- [Brief]: Copy each line from the listing below where the word "this" shows up.

-------

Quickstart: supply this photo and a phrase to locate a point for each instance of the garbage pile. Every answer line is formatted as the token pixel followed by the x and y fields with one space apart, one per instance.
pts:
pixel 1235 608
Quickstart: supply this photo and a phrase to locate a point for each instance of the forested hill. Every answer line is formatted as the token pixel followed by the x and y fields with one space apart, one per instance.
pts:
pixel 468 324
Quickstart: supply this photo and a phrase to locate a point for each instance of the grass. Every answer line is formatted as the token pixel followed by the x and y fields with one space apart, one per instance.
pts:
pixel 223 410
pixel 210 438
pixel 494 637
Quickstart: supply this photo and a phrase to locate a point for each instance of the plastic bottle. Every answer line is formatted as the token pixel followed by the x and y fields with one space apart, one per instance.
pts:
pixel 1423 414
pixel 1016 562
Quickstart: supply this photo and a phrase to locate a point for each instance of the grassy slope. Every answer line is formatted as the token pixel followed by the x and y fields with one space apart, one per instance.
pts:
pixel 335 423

-------

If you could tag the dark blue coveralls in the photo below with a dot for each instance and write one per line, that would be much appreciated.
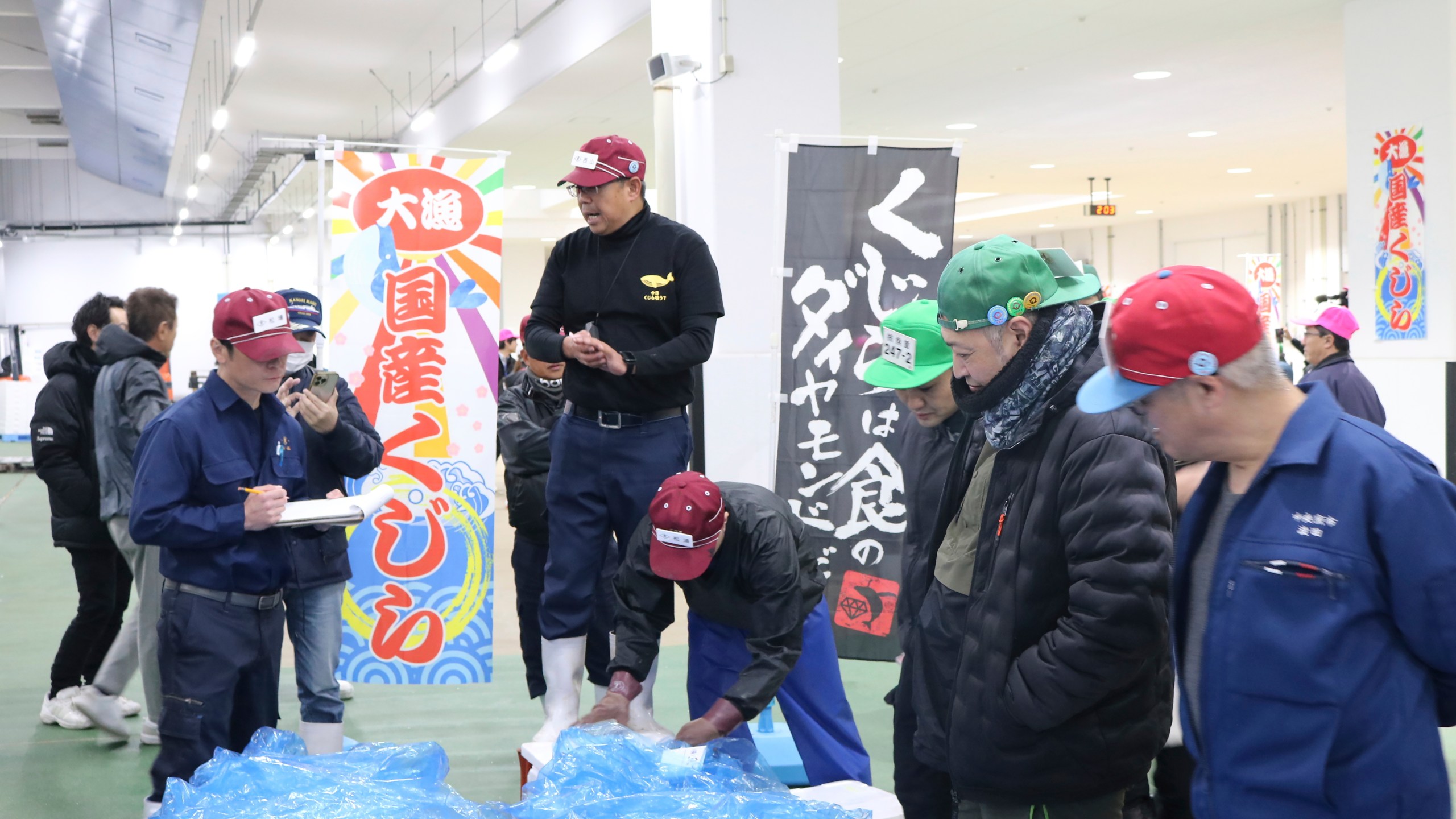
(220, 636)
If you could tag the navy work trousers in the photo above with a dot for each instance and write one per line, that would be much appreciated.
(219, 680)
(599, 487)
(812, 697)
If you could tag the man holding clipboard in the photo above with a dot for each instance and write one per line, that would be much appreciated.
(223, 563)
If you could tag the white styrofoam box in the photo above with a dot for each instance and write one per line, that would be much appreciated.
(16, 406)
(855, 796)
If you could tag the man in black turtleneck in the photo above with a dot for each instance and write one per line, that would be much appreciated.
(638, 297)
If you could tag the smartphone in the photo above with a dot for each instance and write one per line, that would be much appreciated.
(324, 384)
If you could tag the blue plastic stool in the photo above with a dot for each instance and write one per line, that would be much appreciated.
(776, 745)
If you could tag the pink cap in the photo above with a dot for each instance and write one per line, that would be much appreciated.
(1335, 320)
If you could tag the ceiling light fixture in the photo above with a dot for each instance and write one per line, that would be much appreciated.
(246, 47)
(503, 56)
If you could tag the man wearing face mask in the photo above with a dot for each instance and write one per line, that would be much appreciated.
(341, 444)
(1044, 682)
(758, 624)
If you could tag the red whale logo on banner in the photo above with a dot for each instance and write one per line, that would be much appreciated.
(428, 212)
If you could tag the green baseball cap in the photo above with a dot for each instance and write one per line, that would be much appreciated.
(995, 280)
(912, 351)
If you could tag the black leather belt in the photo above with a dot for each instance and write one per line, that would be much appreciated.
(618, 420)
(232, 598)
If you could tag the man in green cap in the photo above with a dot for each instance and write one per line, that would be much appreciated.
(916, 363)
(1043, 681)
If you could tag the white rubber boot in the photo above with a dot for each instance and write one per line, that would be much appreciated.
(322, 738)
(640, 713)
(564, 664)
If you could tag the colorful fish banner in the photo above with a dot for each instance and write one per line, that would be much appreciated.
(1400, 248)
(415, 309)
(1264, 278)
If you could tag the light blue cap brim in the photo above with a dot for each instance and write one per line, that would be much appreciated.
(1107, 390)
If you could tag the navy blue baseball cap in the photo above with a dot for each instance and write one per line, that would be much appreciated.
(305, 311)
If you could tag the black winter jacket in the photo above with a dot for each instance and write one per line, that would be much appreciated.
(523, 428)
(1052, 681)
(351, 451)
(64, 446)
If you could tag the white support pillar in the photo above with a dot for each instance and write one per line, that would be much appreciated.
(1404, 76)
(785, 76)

-------

- [Exercise output]:
Quickstart: supply this photo and a phrase to locate a point for each instance of the garbage pile. Every answer line is formatted as the token pixel followed by the x and y fields with one space apart, one per instance.
Quickstart: supply this photo and a phrase to locate a point for each instance of the forested hill. Every answer line is formatted as the token pixel followed by the x and y fields with one space apart, one per instance.
Quickstart: supply this photo and a phrase to locate a point for each instance of the grass. Every answer line is formatted as the token pixel followed by the x and y fields with one space apart, one per instance.
Quickstart: supply this photo and a phrase to locate a point for each instance of the plastic bottle. Every answer line is formatted as the token pixel followed by the x and y fields with one space apart, one per instance.
Quickstart: supply this photo and a phrase to locate a point for each instance of the grassy slope. Every answer line is formatted as the token pixel followed by the x and y fields with one space apart, one per instance.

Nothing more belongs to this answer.